### Selected excerpt:
——

PhilinYuma
Well-known member
This is the third time that I have tried to post on this thread . The two previous attempts were "disappeared" by Ron Paul, Precarious, or a "proud Republican". Who can say, but I'll make this short and not check my facts!.
The opening quotation from Tully's Philippics is particularly apropriate to the discussion since it adresses the overreaching of governmental (senatorial) power and Anthony's attempt to elevate Julius Caesar to emperor "You all did see howon the Luperchal I thrice presented him a kingly crown" from "The Empire Strikes Back"). The rhetoric is great, but Cicero was not a very consistent politician and he paid with his life for his opposition to Anthoy, something that I hope is not likely to happen to Precarious.
The NDAA ammendment was proposed by both a Republican and Democratic senator and passed overwhelmingly in both houses. to pretend that this is Obama's law is absurd.
Obama's original objectiion to signing off on the law was that the White House saw the codification of the ammendment as a threat to presidential power. There have been many proponents of a strong presidency aside from George Bush(he was a Republican. President Obama is a Democrat for anyone who may be missing the point) and presidents from both parties in the past, such as Teddy Roosevelt ® and Harry Truman (D) have embraced this view of the presidency, so Obama is hardly espousing something new, here.
I do find, though, that Obama has reneged on the spirit of his campaign promises here, but while I personally find this contemptible, I am aware that it is a coomonplace for US presidents. Obama's predecessor, G. Bush did exactly the same with oil caps.

——

### Listed records:

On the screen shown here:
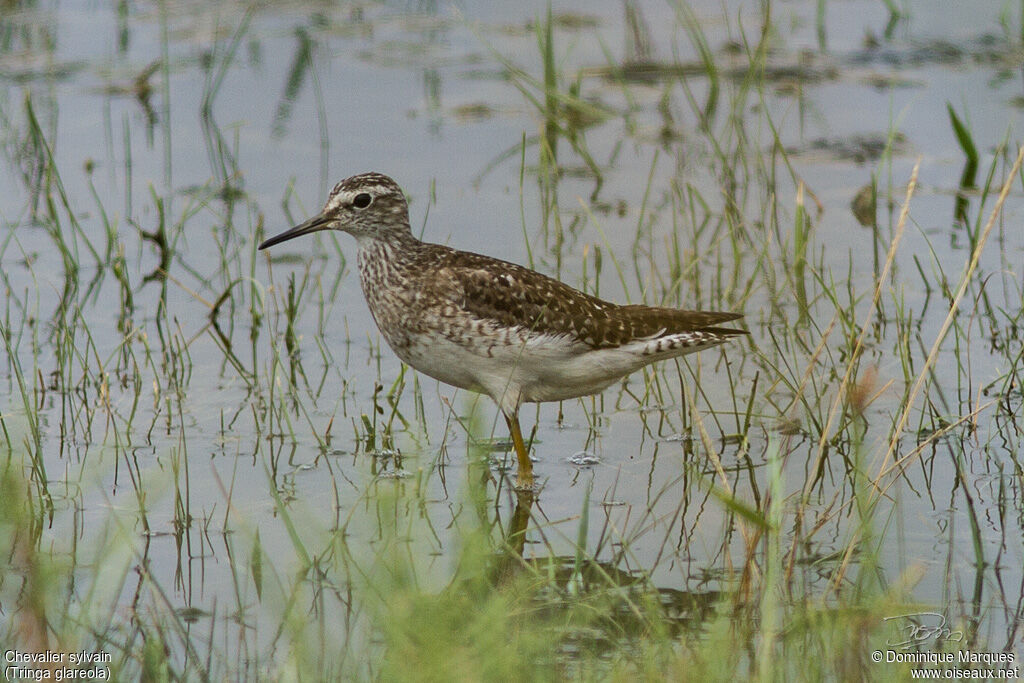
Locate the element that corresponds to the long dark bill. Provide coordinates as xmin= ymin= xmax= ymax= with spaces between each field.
xmin=259 ymin=214 xmax=331 ymax=249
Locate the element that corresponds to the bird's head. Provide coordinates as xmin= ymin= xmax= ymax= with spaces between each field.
xmin=259 ymin=173 xmax=412 ymax=249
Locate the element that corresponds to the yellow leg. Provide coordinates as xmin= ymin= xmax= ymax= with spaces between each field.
xmin=505 ymin=413 xmax=534 ymax=489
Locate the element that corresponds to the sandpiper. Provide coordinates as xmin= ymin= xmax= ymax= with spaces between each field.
xmin=259 ymin=173 xmax=746 ymax=489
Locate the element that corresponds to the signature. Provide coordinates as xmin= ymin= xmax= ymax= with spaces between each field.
xmin=883 ymin=612 xmax=964 ymax=649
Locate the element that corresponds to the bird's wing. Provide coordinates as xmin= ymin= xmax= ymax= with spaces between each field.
xmin=435 ymin=252 xmax=745 ymax=348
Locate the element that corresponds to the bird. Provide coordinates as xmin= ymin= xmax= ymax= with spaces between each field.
xmin=259 ymin=173 xmax=748 ymax=490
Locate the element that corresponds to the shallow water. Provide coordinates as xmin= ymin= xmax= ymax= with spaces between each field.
xmin=0 ymin=2 xmax=1024 ymax=675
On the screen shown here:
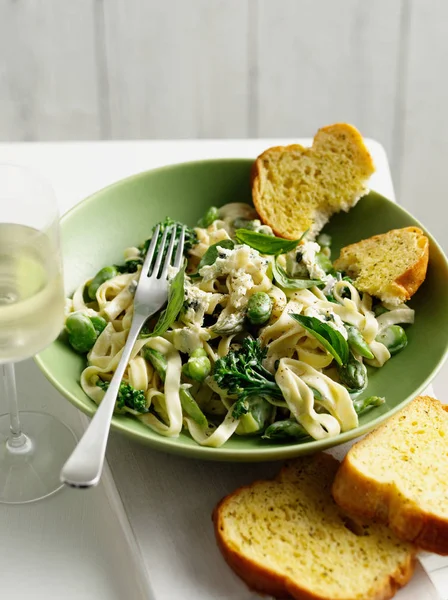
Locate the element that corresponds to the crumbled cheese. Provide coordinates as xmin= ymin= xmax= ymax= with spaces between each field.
xmin=303 ymin=306 xmax=348 ymax=339
xmin=199 ymin=244 xmax=269 ymax=281
xmin=229 ymin=269 xmax=254 ymax=309
xmin=181 ymin=277 xmax=213 ymax=325
xmin=173 ymin=325 xmax=210 ymax=354
xmin=299 ymin=242 xmax=326 ymax=279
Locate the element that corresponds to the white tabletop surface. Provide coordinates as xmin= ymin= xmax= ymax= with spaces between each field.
xmin=0 ymin=140 xmax=448 ymax=600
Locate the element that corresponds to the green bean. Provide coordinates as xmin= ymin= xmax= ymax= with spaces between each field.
xmin=246 ymin=292 xmax=272 ymax=325
xmin=376 ymin=325 xmax=408 ymax=356
xmin=353 ymin=396 xmax=386 ymax=415
xmin=198 ymin=206 xmax=219 ymax=229
xmin=345 ymin=325 xmax=375 ymax=360
xmin=65 ymin=312 xmax=98 ymax=353
xmin=236 ymin=396 xmax=274 ymax=435
xmin=338 ymin=352 xmax=367 ymax=391
xmin=179 ymin=387 xmax=208 ymax=427
xmin=142 ymin=346 xmax=168 ymax=381
xmin=89 ymin=315 xmax=107 ymax=335
xmin=262 ymin=419 xmax=308 ymax=441
xmin=88 ymin=266 xmax=118 ymax=300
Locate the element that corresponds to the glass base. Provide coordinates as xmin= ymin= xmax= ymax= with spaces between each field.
xmin=0 ymin=411 xmax=77 ymax=504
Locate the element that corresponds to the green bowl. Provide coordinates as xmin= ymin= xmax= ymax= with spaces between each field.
xmin=36 ymin=159 xmax=448 ymax=461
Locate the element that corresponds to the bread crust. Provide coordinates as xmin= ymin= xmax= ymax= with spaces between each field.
xmin=334 ymin=227 xmax=429 ymax=302
xmin=250 ymin=123 xmax=375 ymax=239
xmin=212 ymin=453 xmax=416 ymax=600
xmin=332 ymin=396 xmax=448 ymax=556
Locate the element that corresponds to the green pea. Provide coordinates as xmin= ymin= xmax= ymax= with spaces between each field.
xmin=142 ymin=346 xmax=168 ymax=381
xmin=190 ymin=348 xmax=207 ymax=358
xmin=236 ymin=396 xmax=274 ymax=435
xmin=88 ymin=266 xmax=118 ymax=300
xmin=179 ymin=387 xmax=208 ymax=427
xmin=65 ymin=312 xmax=98 ymax=353
xmin=376 ymin=325 xmax=408 ymax=356
xmin=89 ymin=315 xmax=107 ymax=335
xmin=338 ymin=352 xmax=367 ymax=391
xmin=187 ymin=352 xmax=212 ymax=382
xmin=262 ymin=419 xmax=308 ymax=441
xmin=345 ymin=325 xmax=375 ymax=360
xmin=198 ymin=206 xmax=219 ymax=229
xmin=246 ymin=292 xmax=272 ymax=325
xmin=316 ymin=233 xmax=331 ymax=248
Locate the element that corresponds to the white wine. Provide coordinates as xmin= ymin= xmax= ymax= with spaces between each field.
xmin=0 ymin=223 xmax=64 ymax=364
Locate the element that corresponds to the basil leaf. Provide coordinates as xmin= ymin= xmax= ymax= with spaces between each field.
xmin=141 ymin=267 xmax=185 ymax=337
xmin=235 ymin=229 xmax=306 ymax=256
xmin=272 ymin=259 xmax=323 ymax=290
xmin=195 ymin=240 xmax=235 ymax=275
xmin=290 ymin=313 xmax=349 ymax=366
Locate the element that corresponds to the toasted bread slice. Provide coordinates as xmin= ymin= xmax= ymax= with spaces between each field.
xmin=332 ymin=396 xmax=448 ymax=555
xmin=252 ymin=123 xmax=375 ymax=240
xmin=334 ymin=227 xmax=429 ymax=305
xmin=213 ymin=453 xmax=415 ymax=600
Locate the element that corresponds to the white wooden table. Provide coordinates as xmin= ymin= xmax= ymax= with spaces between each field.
xmin=0 ymin=140 xmax=448 ymax=600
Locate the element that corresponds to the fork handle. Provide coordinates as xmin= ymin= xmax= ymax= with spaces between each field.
xmin=61 ymin=314 xmax=146 ymax=488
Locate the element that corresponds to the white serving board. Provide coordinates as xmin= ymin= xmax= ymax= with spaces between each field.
xmin=0 ymin=361 xmax=152 ymax=600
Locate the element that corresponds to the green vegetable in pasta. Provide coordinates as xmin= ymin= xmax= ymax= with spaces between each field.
xmin=232 ymin=217 xmax=262 ymax=235
xmin=96 ymin=379 xmax=147 ymax=412
xmin=345 ymin=325 xmax=375 ymax=360
xmin=246 ymin=292 xmax=272 ymax=325
xmin=142 ymin=346 xmax=168 ymax=381
xmin=235 ymin=229 xmax=303 ymax=256
xmin=89 ymin=315 xmax=107 ymax=336
xmin=213 ymin=337 xmax=283 ymax=419
xmin=262 ymin=419 xmax=309 ymax=441
xmin=290 ymin=313 xmax=349 ymax=366
xmin=376 ymin=325 xmax=408 ymax=356
xmin=140 ymin=267 xmax=185 ymax=337
xmin=272 ymin=259 xmax=322 ymax=290
xmin=198 ymin=206 xmax=219 ymax=229
xmin=182 ymin=348 xmax=212 ymax=382
xmin=373 ymin=304 xmax=389 ymax=317
xmin=316 ymin=233 xmax=331 ymax=248
xmin=179 ymin=387 xmax=208 ymax=427
xmin=198 ymin=240 xmax=235 ymax=273
xmin=353 ymin=396 xmax=386 ymax=415
xmin=236 ymin=396 xmax=274 ymax=435
xmin=338 ymin=352 xmax=367 ymax=392
xmin=87 ymin=266 xmax=118 ymax=300
xmin=65 ymin=312 xmax=98 ymax=353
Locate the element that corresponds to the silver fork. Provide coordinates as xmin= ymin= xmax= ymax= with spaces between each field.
xmin=61 ymin=227 xmax=185 ymax=488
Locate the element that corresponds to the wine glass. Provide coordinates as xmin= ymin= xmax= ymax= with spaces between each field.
xmin=0 ymin=164 xmax=76 ymax=504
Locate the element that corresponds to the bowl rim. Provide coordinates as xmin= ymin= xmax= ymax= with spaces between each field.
xmin=34 ymin=157 xmax=448 ymax=462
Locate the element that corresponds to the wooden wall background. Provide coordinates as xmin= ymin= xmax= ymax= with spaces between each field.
xmin=0 ymin=0 xmax=448 ymax=246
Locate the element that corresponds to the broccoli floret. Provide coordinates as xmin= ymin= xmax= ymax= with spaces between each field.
xmin=96 ymin=379 xmax=146 ymax=412
xmin=139 ymin=217 xmax=198 ymax=257
xmin=213 ymin=338 xmax=283 ymax=419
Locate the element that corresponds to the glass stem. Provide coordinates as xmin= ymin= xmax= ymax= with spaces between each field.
xmin=2 ymin=363 xmax=29 ymax=453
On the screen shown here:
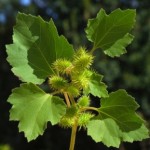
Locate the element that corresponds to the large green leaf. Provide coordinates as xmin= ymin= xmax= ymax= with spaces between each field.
xmin=98 ymin=90 xmax=143 ymax=131
xmin=7 ymin=13 xmax=74 ymax=84
xmin=87 ymin=118 xmax=149 ymax=148
xmin=8 ymin=83 xmax=66 ymax=141
xmin=84 ymin=72 xmax=108 ymax=98
xmin=86 ymin=9 xmax=136 ymax=57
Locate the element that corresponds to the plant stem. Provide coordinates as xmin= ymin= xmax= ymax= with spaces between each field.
xmin=69 ymin=118 xmax=78 ymax=150
xmin=69 ymin=94 xmax=76 ymax=105
xmin=64 ymin=92 xmax=70 ymax=107
xmin=80 ymin=107 xmax=99 ymax=112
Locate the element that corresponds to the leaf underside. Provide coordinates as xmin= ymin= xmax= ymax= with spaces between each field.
xmin=8 ymin=83 xmax=66 ymax=141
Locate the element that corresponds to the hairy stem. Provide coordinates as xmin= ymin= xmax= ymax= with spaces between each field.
xmin=64 ymin=92 xmax=70 ymax=107
xmin=69 ymin=119 xmax=78 ymax=150
xmin=80 ymin=107 xmax=99 ymax=112
xmin=69 ymin=94 xmax=76 ymax=105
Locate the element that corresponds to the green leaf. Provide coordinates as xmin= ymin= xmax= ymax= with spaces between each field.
xmin=86 ymin=118 xmax=149 ymax=148
xmin=86 ymin=9 xmax=136 ymax=57
xmin=98 ymin=90 xmax=143 ymax=132
xmin=6 ymin=13 xmax=74 ymax=84
xmin=84 ymin=72 xmax=108 ymax=98
xmin=86 ymin=118 xmax=120 ymax=147
xmin=104 ymin=33 xmax=134 ymax=57
xmin=8 ymin=83 xmax=66 ymax=141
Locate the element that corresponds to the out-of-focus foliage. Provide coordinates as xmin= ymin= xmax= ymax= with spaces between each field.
xmin=0 ymin=144 xmax=12 ymax=150
xmin=0 ymin=0 xmax=150 ymax=150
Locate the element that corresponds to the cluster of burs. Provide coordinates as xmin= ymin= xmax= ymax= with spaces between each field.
xmin=48 ymin=47 xmax=94 ymax=127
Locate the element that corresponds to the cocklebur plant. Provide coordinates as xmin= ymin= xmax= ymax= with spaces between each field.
xmin=6 ymin=9 xmax=149 ymax=150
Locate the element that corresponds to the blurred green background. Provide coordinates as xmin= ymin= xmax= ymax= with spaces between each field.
xmin=0 ymin=0 xmax=150 ymax=150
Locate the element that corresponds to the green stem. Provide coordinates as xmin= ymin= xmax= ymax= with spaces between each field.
xmin=90 ymin=46 xmax=96 ymax=54
xmin=64 ymin=92 xmax=71 ymax=107
xmin=69 ymin=119 xmax=78 ymax=150
xmin=80 ymin=107 xmax=99 ymax=112
xmin=69 ymin=94 xmax=76 ymax=106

——

### The tasks:
(A) Could you copy the passage of the forum post on the NDAA amendment, starting with "The NDAA ammendment" and going on through "law is absurd."?
(B) Could you rename "long dark bill" to "long dark beak" in the listing, starting with its first line and going on through the line with "xmin=259 ymin=173 xmax=412 ymax=249", and give both of those lines and everything between them again with nothing else changed and the pictures left out?

### Per-task outputs:
(A)
The NDAA ammendment was proposed by both a Republican and Democratic senator and passed overwhelmingly in both houses. to pretend that this is Obama's law is absurd.

(B)
On the screen shown here:
Locate the element that corresponds to the long dark beak. Provide coordinates as xmin= ymin= xmax= ymax= with spaces between each field.
xmin=259 ymin=214 xmax=331 ymax=249
Locate the element that corresponds to the bird's head. Provide coordinates as xmin= ymin= xmax= ymax= with spaces between each field.
xmin=259 ymin=173 xmax=412 ymax=249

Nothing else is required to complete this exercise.